### Given request
Pull every line of the records below into your answer without changing a word, and leave out the pictures.

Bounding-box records
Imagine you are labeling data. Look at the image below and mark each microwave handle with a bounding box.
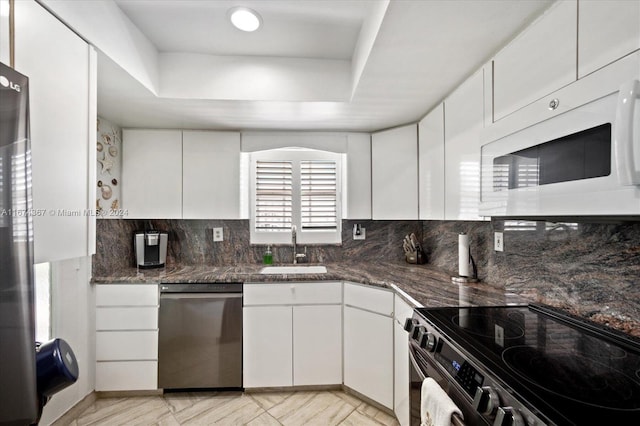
[614,80,640,185]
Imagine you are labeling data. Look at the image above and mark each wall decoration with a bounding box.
[96,117,122,218]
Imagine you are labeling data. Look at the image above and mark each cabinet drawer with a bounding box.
[243,282,342,306]
[96,306,158,331]
[96,331,158,361]
[96,361,158,391]
[344,283,393,316]
[96,284,158,306]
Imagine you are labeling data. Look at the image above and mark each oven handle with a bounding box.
[409,345,466,426]
[409,347,427,381]
[614,80,640,185]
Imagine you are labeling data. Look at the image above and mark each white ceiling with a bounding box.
[98,0,551,131]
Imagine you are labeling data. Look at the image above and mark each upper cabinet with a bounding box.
[121,129,182,219]
[14,1,96,263]
[182,131,240,219]
[122,129,242,219]
[371,124,418,220]
[493,0,576,121]
[444,69,485,220]
[418,104,444,220]
[344,133,371,219]
[578,0,640,78]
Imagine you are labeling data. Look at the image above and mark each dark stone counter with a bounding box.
[92,262,534,307]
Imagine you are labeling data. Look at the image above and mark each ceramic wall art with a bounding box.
[96,117,122,218]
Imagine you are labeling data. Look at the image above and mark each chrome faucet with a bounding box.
[291,225,307,265]
[291,225,298,265]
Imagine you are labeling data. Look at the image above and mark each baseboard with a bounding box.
[95,389,162,398]
[51,392,98,426]
[244,385,343,393]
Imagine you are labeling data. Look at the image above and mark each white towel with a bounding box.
[420,377,463,426]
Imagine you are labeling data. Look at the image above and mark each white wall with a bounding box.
[39,257,96,425]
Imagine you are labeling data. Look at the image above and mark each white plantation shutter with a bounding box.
[255,161,293,232]
[300,160,338,231]
[251,149,342,244]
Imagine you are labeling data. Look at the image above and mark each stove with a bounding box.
[405,305,640,426]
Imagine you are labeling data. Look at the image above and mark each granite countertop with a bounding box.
[92,262,533,307]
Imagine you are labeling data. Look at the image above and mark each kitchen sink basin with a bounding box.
[260,265,327,275]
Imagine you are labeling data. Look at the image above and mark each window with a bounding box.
[250,148,342,244]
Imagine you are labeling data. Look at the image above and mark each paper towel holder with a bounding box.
[451,232,479,284]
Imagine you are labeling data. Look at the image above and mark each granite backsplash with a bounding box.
[93,219,640,330]
[93,219,423,276]
[423,219,640,334]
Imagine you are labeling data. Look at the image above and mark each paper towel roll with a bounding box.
[458,232,469,277]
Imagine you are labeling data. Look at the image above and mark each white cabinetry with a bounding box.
[242,282,342,388]
[578,0,640,78]
[393,294,413,426]
[96,284,158,391]
[344,283,393,409]
[444,69,485,220]
[14,1,97,263]
[242,304,293,388]
[182,131,240,219]
[492,0,576,121]
[345,133,371,219]
[418,104,444,220]
[371,124,418,220]
[122,129,182,219]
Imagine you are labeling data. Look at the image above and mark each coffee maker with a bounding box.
[133,231,168,269]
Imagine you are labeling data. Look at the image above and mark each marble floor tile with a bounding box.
[247,392,293,410]
[269,392,354,426]
[267,392,318,422]
[356,402,398,426]
[60,391,398,426]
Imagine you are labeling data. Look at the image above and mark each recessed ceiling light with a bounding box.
[229,7,262,32]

### Written response
Imagine you are labeling data. Look at the image below and mark each microwave handle with a bounding box.
[614,80,640,185]
Imagine you are labeling data. Look at the image above and mark each wall decoration with a bounding box.
[96,117,122,218]
Imagine you are labeling data. Look at the image above and mark each cabinet drawer with a bounding box.
[243,282,342,306]
[96,306,158,331]
[96,331,158,361]
[96,361,158,391]
[344,283,393,316]
[96,284,158,306]
Imagine you are labeling data. Look at the image above and mark each oven handle with a bounding box.
[409,345,466,426]
[409,347,427,381]
[614,80,640,185]
Imagine you are labeling data. Look at the image above and mark each white ceiling with a bounding box.
[98,0,551,131]
Imagine you are labeling data. Look at the image above and mark each upper cabinet with a bounding box.
[121,129,182,219]
[14,1,96,263]
[182,131,240,219]
[122,129,242,219]
[371,124,418,220]
[493,0,576,121]
[444,69,485,220]
[418,104,444,220]
[344,133,371,219]
[578,0,640,78]
Imagine you are labeling data. Look at the image above and mark each dark stone counter with a bounding box.
[92,262,534,307]
Imagine you are labeling data. Look at the image above and mark each ceramic wall art with a bounding box.
[96,117,122,218]
Imagine you are labeling data. Look at the image above and mark each chrome faucet with a bounding box.
[291,225,307,265]
[291,225,298,265]
Imagine you are labeling data. Look at the image above and mark each baseboard with a bounding box.
[95,389,162,398]
[51,392,98,426]
[244,385,343,393]
Imagine you are labeling data. Look at the image above and mark each white towel with a bounding box.
[420,377,463,426]
Imagine you are labeling data. Look at the image above and mark each white wall with a bounding box.
[39,257,96,425]
Imagine you are labeling data. Look at the image above and mark each white plantation shutter with a bounding box.
[255,161,293,232]
[300,160,338,231]
[251,149,342,244]
Imagine you are labeling data. Look at the image above and mark each stove with a bounding box.
[405,305,640,426]
Imagine you are labeling data. Look at the image above and mark each granite countertop with a bounding box.
[92,262,533,307]
Imagine you are labeling data. Look at the image above and mark each kitchen sink basin with a bounding box.
[260,265,327,275]
Imagine you are labeling data. Look at the image above and mark each window with a bounding box.
[250,148,342,244]
Imagine you are labeling data. Look at the image above and mark each paper towel holder with a bounding box.
[451,232,479,284]
Imagine you are labeling data. Look at the image above and mark each granite backsplash with a bounding box.
[93,219,640,330]
[93,219,423,276]
[423,219,640,334]
Imagine you are labeling data. Look at the image above and mark each paper towel roll with a bounding box.
[458,232,469,277]
Imagine you are labeling data. Look at the image above and mark each white cabinetry with a bounding box.
[242,282,342,388]
[578,0,640,78]
[393,294,413,426]
[96,284,158,391]
[344,283,393,409]
[444,69,485,220]
[14,1,97,263]
[242,304,293,388]
[182,131,240,219]
[492,0,576,121]
[345,133,371,219]
[418,104,444,220]
[371,124,418,220]
[122,129,182,219]
Imagine you are labeling data. Look at the image above and mark each coffee maker with a bounding box.
[133,231,168,269]
Imagine you are labeling data. Look at the image above and mark each marble floor tile with a bounding box.
[247,392,293,410]
[269,392,354,426]
[267,392,318,422]
[356,402,398,426]
[60,391,398,426]
Imagine you are labeling data. Look at the image above and mark each recessed ceiling light with a bounding box.
[229,7,262,32]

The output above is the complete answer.